STATED EXERCISE: Quote every entry word for word.

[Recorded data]
= = = =
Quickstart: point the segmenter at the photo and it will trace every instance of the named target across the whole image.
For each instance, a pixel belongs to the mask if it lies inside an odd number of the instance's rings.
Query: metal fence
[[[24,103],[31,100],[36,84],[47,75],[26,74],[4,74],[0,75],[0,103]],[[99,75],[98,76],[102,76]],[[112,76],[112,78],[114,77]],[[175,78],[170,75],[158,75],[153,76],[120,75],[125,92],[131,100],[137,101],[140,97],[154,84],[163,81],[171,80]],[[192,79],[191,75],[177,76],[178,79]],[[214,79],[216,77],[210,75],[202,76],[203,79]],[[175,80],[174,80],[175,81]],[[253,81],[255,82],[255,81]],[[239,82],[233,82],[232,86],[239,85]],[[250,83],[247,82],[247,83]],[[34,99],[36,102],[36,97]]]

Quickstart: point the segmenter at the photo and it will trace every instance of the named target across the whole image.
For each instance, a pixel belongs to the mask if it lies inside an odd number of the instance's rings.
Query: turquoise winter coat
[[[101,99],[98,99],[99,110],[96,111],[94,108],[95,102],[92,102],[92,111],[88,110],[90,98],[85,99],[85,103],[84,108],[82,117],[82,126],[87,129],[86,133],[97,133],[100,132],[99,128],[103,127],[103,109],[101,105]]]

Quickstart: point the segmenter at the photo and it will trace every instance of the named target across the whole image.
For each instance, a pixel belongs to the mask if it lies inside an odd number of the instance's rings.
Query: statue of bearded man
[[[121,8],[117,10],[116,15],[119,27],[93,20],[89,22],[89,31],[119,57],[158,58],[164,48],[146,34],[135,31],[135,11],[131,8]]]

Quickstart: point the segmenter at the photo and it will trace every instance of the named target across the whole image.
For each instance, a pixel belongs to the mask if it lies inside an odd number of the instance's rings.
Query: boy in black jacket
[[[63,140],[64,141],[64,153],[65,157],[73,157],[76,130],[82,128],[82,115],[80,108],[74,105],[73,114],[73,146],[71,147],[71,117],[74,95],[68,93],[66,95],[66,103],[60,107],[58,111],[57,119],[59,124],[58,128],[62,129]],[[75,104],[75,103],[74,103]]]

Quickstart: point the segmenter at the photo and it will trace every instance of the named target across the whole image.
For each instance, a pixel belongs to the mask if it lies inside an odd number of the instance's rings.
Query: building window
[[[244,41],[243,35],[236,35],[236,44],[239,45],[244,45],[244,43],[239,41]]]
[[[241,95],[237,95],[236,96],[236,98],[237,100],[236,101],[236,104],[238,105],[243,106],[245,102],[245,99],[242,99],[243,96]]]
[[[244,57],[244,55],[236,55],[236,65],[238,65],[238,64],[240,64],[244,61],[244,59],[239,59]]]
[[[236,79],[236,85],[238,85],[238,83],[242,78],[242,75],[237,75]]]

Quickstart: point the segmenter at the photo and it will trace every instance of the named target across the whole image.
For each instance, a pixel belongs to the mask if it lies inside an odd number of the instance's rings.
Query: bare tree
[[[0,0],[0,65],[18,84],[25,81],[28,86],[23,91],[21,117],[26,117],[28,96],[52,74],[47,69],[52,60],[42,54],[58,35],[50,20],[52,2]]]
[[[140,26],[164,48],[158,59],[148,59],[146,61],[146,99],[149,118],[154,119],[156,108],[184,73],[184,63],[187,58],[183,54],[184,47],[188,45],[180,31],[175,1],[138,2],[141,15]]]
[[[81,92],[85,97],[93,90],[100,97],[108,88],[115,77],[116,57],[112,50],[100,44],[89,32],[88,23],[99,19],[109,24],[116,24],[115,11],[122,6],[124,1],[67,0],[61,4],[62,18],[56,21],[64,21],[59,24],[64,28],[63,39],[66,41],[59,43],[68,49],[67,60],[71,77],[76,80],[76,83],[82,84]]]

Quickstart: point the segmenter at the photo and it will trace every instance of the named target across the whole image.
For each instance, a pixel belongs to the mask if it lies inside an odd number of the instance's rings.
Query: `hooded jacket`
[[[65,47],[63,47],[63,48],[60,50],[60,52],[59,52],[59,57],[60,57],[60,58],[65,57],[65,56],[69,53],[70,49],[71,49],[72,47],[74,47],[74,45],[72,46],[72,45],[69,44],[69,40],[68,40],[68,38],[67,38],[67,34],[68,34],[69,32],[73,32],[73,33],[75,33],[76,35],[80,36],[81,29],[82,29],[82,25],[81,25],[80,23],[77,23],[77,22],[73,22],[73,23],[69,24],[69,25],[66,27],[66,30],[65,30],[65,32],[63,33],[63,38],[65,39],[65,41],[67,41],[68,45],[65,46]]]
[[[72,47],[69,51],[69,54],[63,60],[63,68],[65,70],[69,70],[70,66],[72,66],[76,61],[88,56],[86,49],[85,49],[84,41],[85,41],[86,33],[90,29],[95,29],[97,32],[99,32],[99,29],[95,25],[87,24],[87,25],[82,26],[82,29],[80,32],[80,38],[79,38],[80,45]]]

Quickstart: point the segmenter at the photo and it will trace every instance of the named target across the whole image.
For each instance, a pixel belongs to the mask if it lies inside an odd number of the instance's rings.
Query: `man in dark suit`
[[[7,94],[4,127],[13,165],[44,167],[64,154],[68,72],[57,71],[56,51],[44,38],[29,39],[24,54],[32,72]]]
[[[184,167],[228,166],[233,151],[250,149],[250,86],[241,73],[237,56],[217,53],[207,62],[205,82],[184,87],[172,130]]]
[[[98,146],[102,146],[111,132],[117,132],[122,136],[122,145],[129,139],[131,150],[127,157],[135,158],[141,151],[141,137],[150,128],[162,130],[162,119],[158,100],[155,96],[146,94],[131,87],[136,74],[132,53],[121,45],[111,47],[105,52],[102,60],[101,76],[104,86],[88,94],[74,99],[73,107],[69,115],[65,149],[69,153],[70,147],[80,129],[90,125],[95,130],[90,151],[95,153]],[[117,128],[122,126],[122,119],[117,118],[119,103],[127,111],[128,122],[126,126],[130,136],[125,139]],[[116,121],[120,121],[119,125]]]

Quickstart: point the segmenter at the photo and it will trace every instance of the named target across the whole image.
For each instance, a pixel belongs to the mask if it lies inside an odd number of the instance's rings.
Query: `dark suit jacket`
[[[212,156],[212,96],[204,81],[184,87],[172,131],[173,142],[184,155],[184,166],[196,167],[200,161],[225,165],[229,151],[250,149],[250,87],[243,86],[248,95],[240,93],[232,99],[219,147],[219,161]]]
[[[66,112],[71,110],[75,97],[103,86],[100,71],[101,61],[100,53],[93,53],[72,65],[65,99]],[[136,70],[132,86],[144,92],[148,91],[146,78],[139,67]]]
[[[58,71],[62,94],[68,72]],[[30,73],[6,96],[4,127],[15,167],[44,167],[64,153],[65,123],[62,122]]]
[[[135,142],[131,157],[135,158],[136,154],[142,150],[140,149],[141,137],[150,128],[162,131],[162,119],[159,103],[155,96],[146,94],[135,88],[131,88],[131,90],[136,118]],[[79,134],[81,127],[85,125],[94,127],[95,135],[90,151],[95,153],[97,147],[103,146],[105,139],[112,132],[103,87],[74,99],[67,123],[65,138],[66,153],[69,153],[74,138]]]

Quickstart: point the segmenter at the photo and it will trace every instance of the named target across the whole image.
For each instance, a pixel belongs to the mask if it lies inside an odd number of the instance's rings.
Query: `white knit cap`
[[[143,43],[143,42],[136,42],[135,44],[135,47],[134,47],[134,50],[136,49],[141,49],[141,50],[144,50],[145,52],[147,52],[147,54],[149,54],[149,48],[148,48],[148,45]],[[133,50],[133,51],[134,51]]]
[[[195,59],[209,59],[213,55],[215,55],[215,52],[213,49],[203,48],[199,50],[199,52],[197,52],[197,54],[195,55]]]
= = = =
ANSWER TO THE EXERCISE:
Quickstart: point the segmenter at the photo and it will trace every instance of the named target across the whole image.
For each instance, a pixel belongs to the mask if it lies inside an odd number of the instance's rings.
Query: metal fence
[[[24,103],[31,100],[36,84],[47,75],[26,74],[4,74],[0,75],[0,103]],[[99,75],[98,76],[102,76]],[[112,76],[112,78],[114,77]],[[175,78],[170,75],[158,75],[153,76],[120,75],[125,92],[131,100],[137,101],[140,97],[154,84],[163,81],[171,80]],[[192,79],[191,75],[177,76],[178,79]],[[214,79],[216,77],[210,75],[202,76],[203,79]],[[175,80],[174,80],[175,81]],[[253,81],[255,82],[255,81]],[[239,82],[233,82],[232,86],[239,85]],[[250,83],[247,82],[247,83]],[[34,99],[36,102],[36,97]]]

Quickstart: point the segmenter at the photo and it will trace every instance of the named target across the whole image.
For each instance, a pixel belongs to the mask if it lies inside an odd number of the instance's rings.
Query: turquoise winter coat
[[[101,99],[98,99],[99,110],[96,111],[94,108],[95,102],[92,102],[92,111],[88,110],[90,98],[85,99],[85,103],[84,108],[82,117],[82,126],[87,129],[86,133],[97,133],[100,132],[99,128],[103,127],[103,109],[101,105]]]

Quickstart: point the segmenter at the photo and it will trace every instance of the named target across the whole image.
For each instance, a pixel belongs to the mask if it lies inside an odd number of the instance's rings.
Query: statue of bearded man
[[[121,8],[117,10],[116,15],[119,27],[93,20],[89,22],[89,31],[119,57],[158,58],[164,48],[146,34],[135,31],[135,11],[131,8]]]

Quickstart: point the segmenter at the photo and it will trace every instance of the named target across the whole image.
For each instance, a pixel belongs to the mask if it lies inside an odd number of the instance's rings.
Query: boy in black jacket
[[[63,140],[64,141],[64,153],[65,157],[73,157],[76,130],[82,128],[82,115],[80,108],[74,105],[73,114],[73,146],[71,147],[71,117],[74,95],[68,93],[66,95],[66,103],[60,107],[58,111],[57,119],[59,124],[58,128],[62,129]],[[75,104],[75,103],[74,103]]]

Quickstart: point the segmenter at the photo and it will trace every instance of the named target across the whole image.
For each instance, a pixel belongs to the mask if it lies inside an odd number of the instance's rings.
Query: building window
[[[244,41],[243,35],[236,35],[236,44],[239,45],[244,45],[244,43],[239,41]]]
[[[241,95],[237,95],[236,96],[236,98],[237,100],[236,101],[236,104],[238,105],[243,106],[245,102],[245,99],[242,99],[243,96]]]
[[[244,57],[244,55],[236,55],[236,65],[238,65],[238,64],[240,64],[244,61],[244,59],[239,59]]]
[[[236,79],[236,85],[238,85],[238,83],[242,78],[242,75],[237,75]]]

Quickstart: point the segmenter at the photo and it will trace every instance of the named target across the whole image.
For each instance, a pixel belongs to the mask if it lies inside an odd number of the instance's rings.
Query: bare tree
[[[0,0],[0,65],[18,84],[25,81],[28,86],[23,91],[21,117],[26,117],[28,96],[52,74],[47,69],[52,60],[42,54],[58,35],[50,20],[52,2]]]
[[[140,26],[164,48],[158,59],[148,59],[146,61],[146,99],[149,118],[154,119],[156,108],[184,73],[184,63],[187,58],[183,54],[184,47],[188,45],[180,31],[175,1],[138,2],[141,15]]]
[[[81,92],[85,97],[93,90],[100,97],[108,88],[115,77],[116,57],[112,50],[100,44],[89,32],[88,23],[99,19],[109,24],[116,24],[115,11],[122,6],[124,1],[67,0],[61,4],[62,18],[56,21],[64,21],[59,24],[64,28],[63,39],[66,41],[59,43],[68,49],[67,60],[71,77],[76,80],[76,83],[82,84]]]

Quickstart: point the segmenter at the photo and it will trace every instance of the named target across the whole image.
For each instance, a pixel belongs to the mask if it lies inside an odd number of the instance's rings.
Query: `hooded jacket`
[[[65,47],[63,47],[63,48],[60,50],[60,52],[59,52],[59,57],[60,57],[60,58],[65,57],[65,56],[69,53],[70,49],[71,49],[72,47],[74,47],[74,45],[72,46],[72,45],[69,44],[69,40],[68,40],[68,38],[67,38],[67,34],[68,34],[69,32],[73,32],[73,33],[75,33],[76,35],[80,36],[81,29],[82,29],[82,25],[81,25],[80,23],[77,23],[77,22],[73,22],[73,23],[69,24],[69,25],[66,27],[66,30],[65,30],[65,32],[63,33],[63,38],[65,39],[65,41],[67,41],[68,45],[65,46]]]
[[[72,47],[69,51],[69,54],[63,60],[63,68],[65,70],[69,70],[70,66],[72,66],[76,61],[88,56],[86,49],[85,49],[84,41],[85,41],[86,33],[90,29],[95,29],[97,32],[99,32],[99,29],[95,25],[87,24],[87,25],[82,26],[82,29],[80,32],[80,38],[79,38],[80,45]]]

Quickstart: point the segmenter at the photo and it will trace every instance of the named target across the whole image.
For each instance, a pixel belongs to the mask if it lies inside an odd number of the instance's rings.
Query: `man in dark suit`
[[[7,94],[4,127],[13,165],[44,167],[64,154],[68,72],[57,71],[56,51],[44,38],[29,39],[24,54],[32,72]]]
[[[184,167],[228,166],[233,151],[250,149],[250,86],[241,73],[237,56],[217,53],[207,62],[205,82],[184,87],[172,130]]]
[[[98,146],[102,146],[111,132],[117,132],[122,136],[122,145],[129,139],[131,150],[127,157],[135,158],[141,151],[141,137],[150,128],[162,130],[162,119],[158,100],[155,96],[146,94],[131,87],[136,74],[132,53],[121,45],[111,47],[105,52],[102,60],[101,76],[104,86],[88,94],[74,99],[73,107],[69,115],[65,149],[69,153],[70,147],[80,129],[90,125],[95,130],[90,151],[95,153]],[[117,128],[122,126],[122,119],[117,118],[119,103],[127,111],[128,122],[126,126],[130,136],[125,139]],[[116,121],[120,121],[119,125]]]

Quickstart: point the segmenter at the photo and it will trace every instance of the named target across the whole image.
For each instance, a pixel belongs to the mask if it lies inside an odd number of the instance's rings.
Query: `dark suit jacket`
[[[212,156],[212,96],[204,81],[184,87],[172,131],[173,142],[184,155],[184,166],[196,167],[200,161],[225,165],[229,151],[250,149],[250,87],[243,86],[248,95],[240,93],[232,99],[219,147],[219,161]]]
[[[66,112],[71,110],[75,97],[103,86],[100,71],[101,61],[100,53],[93,53],[72,65],[65,99]],[[136,70],[132,86],[144,92],[148,91],[146,78],[139,67]]]
[[[58,71],[62,94],[68,72]],[[30,73],[6,96],[4,127],[15,167],[44,167],[64,153],[65,123],[62,122]]]
[[[135,142],[131,157],[135,158],[136,154],[142,150],[140,149],[141,137],[150,128],[162,131],[162,119],[159,103],[155,96],[146,94],[135,88],[131,88],[131,90],[136,118]],[[79,134],[81,127],[85,125],[94,127],[95,135],[90,151],[95,153],[97,147],[103,146],[105,139],[112,132],[103,87],[74,99],[67,123],[65,138],[66,153],[69,153],[74,138]]]

Quickstart: point the segmenter at the photo and it will trace every instance of the named target across the whole image.
For each instance, a pixel belongs to the mask if it lies inside an odd number of the instance's rings.
Query: `white knit cap`
[[[143,43],[143,42],[136,42],[135,44],[135,47],[134,47],[134,50],[136,49],[141,49],[141,50],[144,50],[145,52],[147,52],[147,54],[149,54],[149,48],[148,48],[148,45]],[[133,50],[133,51],[134,51]]]
[[[195,59],[209,59],[213,55],[215,55],[215,52],[213,49],[203,48],[199,50],[199,52],[197,52],[197,54],[195,55]]]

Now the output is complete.